== Given data

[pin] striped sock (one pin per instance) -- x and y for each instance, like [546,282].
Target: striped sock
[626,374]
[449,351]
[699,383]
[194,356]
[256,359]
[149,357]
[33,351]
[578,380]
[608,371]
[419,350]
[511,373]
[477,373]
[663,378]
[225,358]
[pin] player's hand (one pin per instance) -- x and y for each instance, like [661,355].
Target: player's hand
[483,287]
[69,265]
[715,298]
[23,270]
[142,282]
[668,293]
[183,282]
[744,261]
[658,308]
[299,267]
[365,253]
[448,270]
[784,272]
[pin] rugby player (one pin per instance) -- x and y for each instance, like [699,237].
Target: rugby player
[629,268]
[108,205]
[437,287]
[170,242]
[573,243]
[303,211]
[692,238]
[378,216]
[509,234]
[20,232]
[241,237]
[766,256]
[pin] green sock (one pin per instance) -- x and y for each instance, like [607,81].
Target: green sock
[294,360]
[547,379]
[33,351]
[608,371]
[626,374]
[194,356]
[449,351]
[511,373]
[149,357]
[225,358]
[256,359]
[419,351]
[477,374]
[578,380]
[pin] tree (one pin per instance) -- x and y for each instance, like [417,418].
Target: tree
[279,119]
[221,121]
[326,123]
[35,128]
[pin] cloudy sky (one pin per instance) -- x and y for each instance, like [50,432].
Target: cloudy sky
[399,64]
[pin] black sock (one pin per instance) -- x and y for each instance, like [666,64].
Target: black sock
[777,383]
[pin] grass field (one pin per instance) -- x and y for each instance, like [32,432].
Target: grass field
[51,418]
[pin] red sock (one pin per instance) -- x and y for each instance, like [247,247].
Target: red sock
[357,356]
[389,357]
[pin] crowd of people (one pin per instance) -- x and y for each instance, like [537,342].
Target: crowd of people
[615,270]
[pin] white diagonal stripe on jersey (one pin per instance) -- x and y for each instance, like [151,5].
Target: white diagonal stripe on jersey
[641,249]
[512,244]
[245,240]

====

Task details: Please output an exact copy of the lines above, from the opening line of the data down to the line that contains "[pin] green sock".

Response box:
[pin] striped sock (one pin per instance) -- x and y for each instance, like [546,282].
Target: striped sock
[626,374]
[449,351]
[699,383]
[194,356]
[256,359]
[149,357]
[33,351]
[578,380]
[608,371]
[419,350]
[511,373]
[477,373]
[663,378]
[225,358]
[pin] player's hand (one pin per instance) -- x and y for each instance, like [661,355].
Target: player's hand
[483,287]
[69,265]
[715,298]
[23,270]
[142,282]
[668,293]
[183,282]
[744,261]
[658,308]
[299,267]
[365,253]
[448,270]
[784,272]
[pin] rugby player (one pin per instance) -- x and y for each instance, like [699,237].
Target: rugby player
[629,268]
[108,205]
[437,287]
[170,242]
[573,243]
[303,211]
[692,238]
[378,216]
[509,234]
[20,232]
[241,237]
[766,256]
[pin] green sock (one pin per instance) -- x and y for each instance, like [607,81].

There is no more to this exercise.